* Passage:
↓↓↓

No need to make you fill out a form.
Just grab it secretly.
Don't tell me that giving Justin Trudeau a GoPro live cam about my life and finances will make him make better decisions.
He's flawed.
He has poor judgment.
He has a poor work ethic.
He's corrupt.
He's surrounded by ideological extremists.
None of that will change if he knows what your vacation budget is or your grocery budget or your phone budget or if you borrow or loan money to a friend.
None of that will change.
He'll just be snooping about you.
He's a pervy voyeur.
He doesn't deserve that information.
And I don't trust him.
He's a lawbreaker himself, as you know.
He's the first prime minister ever convicted while in office of breaking the Conflict of Interest Act.
He took huge bribes.
That $100,000 free vacation on that billionaire's island in the Caribbean, he was convicted of that.
Yeah, no, I don't trust him to follow the law.
Here's another story, also from Global.
Good for them.
Canada Revenue Agency logs 2,338 privacy breaches in just under two years.
Revenue Canada staff themselves breached security and snooped on people they liked or hated or were neighbors with or spied on people more than 2,300 times.
80,000 people had their privacy breached.
And remember, that's just the stuff you tell Revenue Canada.
But what you tell Revenue Canada is a sliver of a fraction of what your total banking information is.
Everything, every cent in, out, when, who, where.
There was a huge breach at the CRA recently, but according to the government, they covered it up, so no point making a fuss about it.

↑↑↑

* Data excerpts:
↓↓↓

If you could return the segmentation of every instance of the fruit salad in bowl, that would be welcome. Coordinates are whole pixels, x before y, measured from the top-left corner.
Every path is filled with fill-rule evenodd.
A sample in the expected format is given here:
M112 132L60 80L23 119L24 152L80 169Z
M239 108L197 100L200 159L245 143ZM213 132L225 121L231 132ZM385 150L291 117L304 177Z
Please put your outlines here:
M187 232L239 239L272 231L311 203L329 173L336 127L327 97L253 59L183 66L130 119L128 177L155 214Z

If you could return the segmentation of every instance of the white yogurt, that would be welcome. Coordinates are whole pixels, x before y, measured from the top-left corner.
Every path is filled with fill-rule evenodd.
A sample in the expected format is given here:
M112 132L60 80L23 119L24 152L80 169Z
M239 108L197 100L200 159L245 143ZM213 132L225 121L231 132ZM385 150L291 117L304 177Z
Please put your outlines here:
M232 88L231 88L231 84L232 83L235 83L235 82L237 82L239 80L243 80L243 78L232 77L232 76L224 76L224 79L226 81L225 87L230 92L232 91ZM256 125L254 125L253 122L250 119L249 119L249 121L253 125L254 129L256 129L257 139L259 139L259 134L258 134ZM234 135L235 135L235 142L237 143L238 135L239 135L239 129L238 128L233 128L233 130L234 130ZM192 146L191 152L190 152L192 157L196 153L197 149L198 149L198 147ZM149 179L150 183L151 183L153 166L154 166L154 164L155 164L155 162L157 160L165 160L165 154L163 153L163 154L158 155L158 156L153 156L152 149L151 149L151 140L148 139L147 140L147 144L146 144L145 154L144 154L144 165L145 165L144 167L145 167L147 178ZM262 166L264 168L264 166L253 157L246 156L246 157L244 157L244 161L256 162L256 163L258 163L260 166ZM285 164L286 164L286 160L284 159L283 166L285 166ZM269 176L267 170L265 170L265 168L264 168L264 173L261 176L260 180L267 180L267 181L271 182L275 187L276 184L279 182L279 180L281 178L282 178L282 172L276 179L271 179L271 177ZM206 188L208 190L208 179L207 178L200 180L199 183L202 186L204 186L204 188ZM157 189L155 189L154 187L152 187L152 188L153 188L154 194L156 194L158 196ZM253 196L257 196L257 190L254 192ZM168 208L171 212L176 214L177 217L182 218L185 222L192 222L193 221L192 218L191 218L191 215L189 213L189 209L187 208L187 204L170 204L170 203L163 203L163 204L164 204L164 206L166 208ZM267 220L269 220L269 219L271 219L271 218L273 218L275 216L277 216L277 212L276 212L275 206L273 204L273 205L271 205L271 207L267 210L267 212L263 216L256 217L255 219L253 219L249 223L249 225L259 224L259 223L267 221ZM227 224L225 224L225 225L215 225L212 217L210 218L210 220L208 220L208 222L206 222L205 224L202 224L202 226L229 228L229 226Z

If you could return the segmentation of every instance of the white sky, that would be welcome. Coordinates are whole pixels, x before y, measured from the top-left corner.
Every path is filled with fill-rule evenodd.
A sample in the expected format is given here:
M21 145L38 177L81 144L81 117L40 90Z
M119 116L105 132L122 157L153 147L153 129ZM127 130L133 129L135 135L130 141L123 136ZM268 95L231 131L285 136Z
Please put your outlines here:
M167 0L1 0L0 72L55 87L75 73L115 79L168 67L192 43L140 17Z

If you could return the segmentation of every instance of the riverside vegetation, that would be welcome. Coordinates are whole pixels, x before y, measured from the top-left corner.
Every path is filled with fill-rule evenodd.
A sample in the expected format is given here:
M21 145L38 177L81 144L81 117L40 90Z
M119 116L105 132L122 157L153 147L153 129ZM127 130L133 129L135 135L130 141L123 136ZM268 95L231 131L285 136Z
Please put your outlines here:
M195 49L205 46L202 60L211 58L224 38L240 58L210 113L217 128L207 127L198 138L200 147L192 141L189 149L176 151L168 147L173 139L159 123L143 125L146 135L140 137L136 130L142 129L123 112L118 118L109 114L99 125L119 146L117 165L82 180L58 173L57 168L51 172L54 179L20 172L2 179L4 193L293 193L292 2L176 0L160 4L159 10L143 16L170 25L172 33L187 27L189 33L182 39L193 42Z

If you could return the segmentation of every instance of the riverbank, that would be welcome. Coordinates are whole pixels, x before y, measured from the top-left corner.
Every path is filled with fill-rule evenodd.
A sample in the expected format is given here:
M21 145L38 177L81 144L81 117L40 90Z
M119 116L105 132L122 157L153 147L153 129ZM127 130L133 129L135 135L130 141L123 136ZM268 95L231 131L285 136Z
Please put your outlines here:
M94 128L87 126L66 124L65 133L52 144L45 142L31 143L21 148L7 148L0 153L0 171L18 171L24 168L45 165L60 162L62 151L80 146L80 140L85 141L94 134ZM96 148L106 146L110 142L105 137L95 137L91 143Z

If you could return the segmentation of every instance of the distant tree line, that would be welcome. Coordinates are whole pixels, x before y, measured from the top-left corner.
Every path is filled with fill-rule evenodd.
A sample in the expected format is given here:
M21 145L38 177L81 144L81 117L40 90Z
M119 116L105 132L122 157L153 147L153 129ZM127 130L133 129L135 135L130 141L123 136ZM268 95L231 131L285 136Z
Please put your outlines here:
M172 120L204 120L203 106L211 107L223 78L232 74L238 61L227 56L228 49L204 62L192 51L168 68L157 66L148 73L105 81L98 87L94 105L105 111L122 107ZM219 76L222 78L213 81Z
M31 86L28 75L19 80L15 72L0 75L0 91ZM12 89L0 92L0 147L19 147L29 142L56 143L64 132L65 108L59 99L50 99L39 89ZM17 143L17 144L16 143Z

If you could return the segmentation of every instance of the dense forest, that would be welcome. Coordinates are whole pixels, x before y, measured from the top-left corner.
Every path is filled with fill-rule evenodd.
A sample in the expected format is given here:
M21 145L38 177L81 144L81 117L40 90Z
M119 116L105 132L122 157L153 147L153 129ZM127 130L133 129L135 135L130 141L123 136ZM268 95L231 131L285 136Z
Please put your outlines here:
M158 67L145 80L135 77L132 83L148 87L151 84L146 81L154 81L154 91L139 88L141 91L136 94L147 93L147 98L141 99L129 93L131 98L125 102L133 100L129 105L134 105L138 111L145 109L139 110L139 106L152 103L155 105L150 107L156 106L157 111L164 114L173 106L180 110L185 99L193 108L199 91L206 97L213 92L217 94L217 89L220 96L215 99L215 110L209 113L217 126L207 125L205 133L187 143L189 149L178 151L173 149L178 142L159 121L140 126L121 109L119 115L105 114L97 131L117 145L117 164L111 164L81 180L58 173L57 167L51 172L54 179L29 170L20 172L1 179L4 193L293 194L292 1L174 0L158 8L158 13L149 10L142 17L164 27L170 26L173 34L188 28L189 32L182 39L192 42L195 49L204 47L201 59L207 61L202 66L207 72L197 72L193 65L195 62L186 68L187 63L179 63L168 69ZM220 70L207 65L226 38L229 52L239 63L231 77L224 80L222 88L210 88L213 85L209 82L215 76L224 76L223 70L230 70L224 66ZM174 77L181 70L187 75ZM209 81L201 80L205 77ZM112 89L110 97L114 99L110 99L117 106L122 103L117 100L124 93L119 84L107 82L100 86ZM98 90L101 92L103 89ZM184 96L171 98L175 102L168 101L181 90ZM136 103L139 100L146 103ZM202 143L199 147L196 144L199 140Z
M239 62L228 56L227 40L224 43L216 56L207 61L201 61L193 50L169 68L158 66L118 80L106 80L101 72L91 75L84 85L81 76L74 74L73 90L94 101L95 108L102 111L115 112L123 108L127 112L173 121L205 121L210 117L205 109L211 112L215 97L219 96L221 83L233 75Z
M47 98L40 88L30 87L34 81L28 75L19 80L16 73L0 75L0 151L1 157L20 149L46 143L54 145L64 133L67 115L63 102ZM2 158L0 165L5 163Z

↑↑↑

* Stated exercise: Can you repeat word for word the part of the commentary that opens with the words containing "He's a lawbreaker" and closes with "also from Global."? These entries were taken from a separate source.

* Output:
He's a lawbreaker himself, as you know.
He's the first prime minister ever convicted while in office of breaking the Conflict of Interest Act.
He took huge bribes.
That $100,000 free vacation on that billionaire's island in the Caribbean, he was convicted of that.
Yeah, no, I don't trust him to follow the law.
Here's another story, also from Global.